-- Extracted data start --

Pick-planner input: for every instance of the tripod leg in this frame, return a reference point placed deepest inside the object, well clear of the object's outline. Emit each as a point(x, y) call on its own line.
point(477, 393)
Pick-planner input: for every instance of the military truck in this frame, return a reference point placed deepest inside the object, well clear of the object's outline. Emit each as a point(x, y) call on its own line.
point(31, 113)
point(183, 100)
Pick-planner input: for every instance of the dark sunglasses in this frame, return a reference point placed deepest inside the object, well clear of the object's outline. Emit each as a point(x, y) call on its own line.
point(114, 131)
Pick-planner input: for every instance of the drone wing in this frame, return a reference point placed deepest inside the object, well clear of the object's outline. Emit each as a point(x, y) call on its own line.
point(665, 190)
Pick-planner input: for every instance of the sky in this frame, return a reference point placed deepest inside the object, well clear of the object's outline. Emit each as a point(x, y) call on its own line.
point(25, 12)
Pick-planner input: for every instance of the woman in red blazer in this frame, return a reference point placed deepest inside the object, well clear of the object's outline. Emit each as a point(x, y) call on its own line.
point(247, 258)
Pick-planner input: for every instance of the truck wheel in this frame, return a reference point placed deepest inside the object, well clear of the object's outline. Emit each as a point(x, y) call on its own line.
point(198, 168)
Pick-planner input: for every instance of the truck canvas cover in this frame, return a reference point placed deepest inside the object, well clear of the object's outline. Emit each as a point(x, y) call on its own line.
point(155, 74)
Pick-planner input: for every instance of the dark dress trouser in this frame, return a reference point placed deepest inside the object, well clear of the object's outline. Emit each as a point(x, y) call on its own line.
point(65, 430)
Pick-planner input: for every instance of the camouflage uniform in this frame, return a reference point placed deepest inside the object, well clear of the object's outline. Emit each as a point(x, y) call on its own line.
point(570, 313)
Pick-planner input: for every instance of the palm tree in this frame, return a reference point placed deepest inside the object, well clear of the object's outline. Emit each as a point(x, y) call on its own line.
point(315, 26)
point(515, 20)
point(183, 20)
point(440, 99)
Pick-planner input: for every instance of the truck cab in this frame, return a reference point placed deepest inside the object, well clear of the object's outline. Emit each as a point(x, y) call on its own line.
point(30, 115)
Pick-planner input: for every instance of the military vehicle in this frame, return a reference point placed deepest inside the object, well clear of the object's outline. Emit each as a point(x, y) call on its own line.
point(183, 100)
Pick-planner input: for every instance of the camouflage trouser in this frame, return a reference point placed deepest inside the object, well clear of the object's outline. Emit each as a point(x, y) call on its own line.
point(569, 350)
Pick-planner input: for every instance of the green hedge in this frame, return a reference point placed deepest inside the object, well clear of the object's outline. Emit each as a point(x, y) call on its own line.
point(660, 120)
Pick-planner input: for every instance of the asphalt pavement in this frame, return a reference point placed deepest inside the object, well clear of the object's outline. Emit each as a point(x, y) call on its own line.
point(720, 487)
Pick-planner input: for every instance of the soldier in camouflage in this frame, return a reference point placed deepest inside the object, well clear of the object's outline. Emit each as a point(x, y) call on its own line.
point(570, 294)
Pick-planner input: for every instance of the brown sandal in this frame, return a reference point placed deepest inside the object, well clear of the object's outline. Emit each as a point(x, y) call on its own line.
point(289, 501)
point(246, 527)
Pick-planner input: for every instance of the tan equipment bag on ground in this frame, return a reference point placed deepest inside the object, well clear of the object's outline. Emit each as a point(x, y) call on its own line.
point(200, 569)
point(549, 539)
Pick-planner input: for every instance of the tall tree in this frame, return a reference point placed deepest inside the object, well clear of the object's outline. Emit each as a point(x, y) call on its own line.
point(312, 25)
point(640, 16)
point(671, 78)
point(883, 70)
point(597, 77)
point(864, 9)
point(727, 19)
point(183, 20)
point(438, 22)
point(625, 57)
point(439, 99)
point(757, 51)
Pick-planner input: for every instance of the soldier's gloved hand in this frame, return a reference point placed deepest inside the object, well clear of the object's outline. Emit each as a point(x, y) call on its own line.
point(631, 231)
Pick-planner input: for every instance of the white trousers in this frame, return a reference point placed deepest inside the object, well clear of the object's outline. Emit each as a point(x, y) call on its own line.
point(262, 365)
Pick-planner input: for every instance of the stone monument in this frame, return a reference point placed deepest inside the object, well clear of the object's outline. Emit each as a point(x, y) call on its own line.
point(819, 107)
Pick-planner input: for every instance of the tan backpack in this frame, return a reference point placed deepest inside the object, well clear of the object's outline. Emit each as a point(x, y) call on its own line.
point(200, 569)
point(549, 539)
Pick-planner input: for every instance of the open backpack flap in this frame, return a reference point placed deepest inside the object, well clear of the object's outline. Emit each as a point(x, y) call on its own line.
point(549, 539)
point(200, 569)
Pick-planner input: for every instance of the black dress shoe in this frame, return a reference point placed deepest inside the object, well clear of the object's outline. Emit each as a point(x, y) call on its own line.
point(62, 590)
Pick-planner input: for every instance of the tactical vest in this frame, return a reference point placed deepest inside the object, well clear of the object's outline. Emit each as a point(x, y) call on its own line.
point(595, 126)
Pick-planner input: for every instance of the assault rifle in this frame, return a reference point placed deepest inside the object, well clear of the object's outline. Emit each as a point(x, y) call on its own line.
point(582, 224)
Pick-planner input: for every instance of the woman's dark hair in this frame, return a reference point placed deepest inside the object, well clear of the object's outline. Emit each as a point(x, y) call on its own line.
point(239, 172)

-- Extracted data end --

Work to do: Reproduce the records above, swapping every "reference point" for "grasp point" and leaving all other text unchanged.

Complete output:
Pick-planner input: for every instance of the tripod leg in this frame, return a grasp point placed deepest inside the object, well clear of the object's outline. Emit each as a point(x, y) call on its own line.
point(477, 393)
Pick-planner input: for every instance of the military truck in this frame, return a grasp point placed deepest inside the object, well clear of the object's outline. Emit each as a point(x, y) call on its own line.
point(31, 113)
point(183, 100)
Pick-planner input: for every instance of the dark sunglasses in this frame, return a grasp point placed deepest inside the object, well clear of the object's outline. Emit each as a point(x, y) call on its own line.
point(114, 131)
Pick-planner input: for every instance of the drone wing in this frame, return a grasp point placed deepest inside the object, well clear of the object's outline. Emit each as a point(x, y) call on its own line.
point(665, 190)
Pick-planner input: for every instance of the sky in this frame, return a grasp point placed deepest inside the object, well clear of the object's outline. Emit each as a point(x, y) call on its own line.
point(25, 12)
Pick-planner input: for every instance of the woman in red blazer in this frame, return a grasp point placed deepest inside the object, well clear of the object's outline. Emit each as a point(x, y) call on its own line.
point(247, 258)
Pick-planner input: for every instance of the truck wheel in this frame, return a grasp point placed deepest inside the object, well clear of the object's outline. Emit each as a point(x, y) call on its own line.
point(198, 168)
Pick-planner input: for every instance of the truck canvas cover in this frame, return a grasp point placed deepest inside the object, well clear of the object's outline. Emit each as a point(x, y) call on its own line.
point(155, 74)
Pick-planner input: for every instance of the dark dress trouser in this frame, return a grasp point placed deepest inside the object, well clear of the object's outline. Emit each as a point(x, y) call on its own line.
point(65, 430)
Pick-planner input: for every instance of the camouflage uniform in this frame, return a grasp point placed deepest inside the object, well clear of the object's outline. Emit each as a point(x, y) call on its own line.
point(570, 313)
Pick-planner input: for every instance of the palm tree in this frame, return a grasp point placed deepest inside the object, well clear of the object's outline. Emit each as a point(x, y) call on its own line.
point(315, 26)
point(515, 20)
point(183, 20)
point(440, 99)
Pick-planner input: for every instance of the truck cab in this frame, return a grasp point placed deepest inside the object, well clear of the object's outline. Emit each as a point(x, y) call on its own line.
point(30, 115)
Pick-planner input: for every instance of the military vehicle in this frame, return a grasp point placed deepest inside the object, well clear of the object's outline. Emit each as a point(x, y) call on its own line.
point(183, 100)
Pick-planner input: for every instance of the camouflage trouser in this frame, return a grasp point placed deepest inside the object, well clear of the object's outline. Emit each as a point(x, y) call on its own line.
point(569, 350)
Pick-planner input: for every instance of the green hedge in this frame, return a grasp point placed deepest inside the object, well clear of the object's outline. Emit each as a point(x, y) call on its own line.
point(660, 120)
Pick-planner input: for every instance of the asphalt pavement in this frame, return a grasp point placed deepest inside the object, well clear of the object's outline. Emit each as a point(x, y) call on its own line.
point(720, 487)
Pick-planner input: for every instance of the soldier in camouflage in this frame, return a grasp point placed deepest inside the object, well clear of the object's outline. Emit each as a point(x, y) call on its own line.
point(570, 294)
Pick-planner input: for every instance of the brown sandal in this frame, return a grasp point placed deepest inside the object, well clear of the object's outline. Emit each as a point(x, y) call on its own line.
point(289, 501)
point(246, 527)
Pick-planner input: for every instance of the tan equipment bag on ground in this frame, return a grasp point placed deepest inside the object, well clear of the object's outline. Emit each as a point(x, y) call on its own line.
point(200, 569)
point(549, 539)
Pick-planner input: for every instance of the tall tree in this frame, return a grasp point placed deepest inside the object, well clear of the object's outline. Emit each as a point(x, y) call on its own line.
point(312, 25)
point(640, 16)
point(671, 78)
point(883, 70)
point(597, 77)
point(864, 9)
point(727, 19)
point(183, 20)
point(438, 22)
point(625, 57)
point(439, 99)
point(757, 51)
Pick-planner input: for every instance of the soldier's gloved hand in this frame, return a grasp point placed deepest inside the object, well clear of the object's outline. Emit each as a point(x, y) call on its own line.
point(631, 231)
Pick-planner input: for every instance of the white trousers in this frame, return a grasp point placed deepest inside the object, well clear of the object's outline. Emit each as a point(x, y) call on its own line.
point(262, 365)
Pick-planner input: for every instance of the stone monument in this frame, return a grasp point placed deepest inside the object, well clear of the object's outline. Emit each as a point(x, y) call on its own line.
point(819, 107)
Pick-planner input: for every instance of the tan backpack in this frame, return a grasp point placed deepest inside the object, well clear of the object's outline. Emit each as a point(x, y) call on its own line.
point(200, 569)
point(549, 539)
Pick-planner input: for every instance of the open backpack flap in this frame, return a grasp point placed deepest inside the object, well clear of the object's outline. Emit each as a point(x, y) call on its own line.
point(549, 539)
point(200, 569)
Pick-planner input: for every instance of the black dress shoe in this frame, return a grasp point placed deepest inside the object, well clear of the object's outline. Emit each as a point(x, y) call on its own line.
point(62, 590)
Pick-planner input: for every instance of the tactical vest in this frame, return a grasp point placed deepest inside the object, well clear of the object's outline. Emit each as a point(x, y) call on its own line.
point(595, 126)
Pick-planner input: for every instance of the assault rifle in this frame, return a grasp point placed deepest inside the object, well clear of the object's outline. Emit each as a point(x, y) call on its own line.
point(582, 224)
Pick-planner input: for every instance of the woman's dark hair in this frame, return a grasp point placed deepest inside the object, well clear of the object's outline. Emit each as a point(x, y) call on its own line.
point(239, 172)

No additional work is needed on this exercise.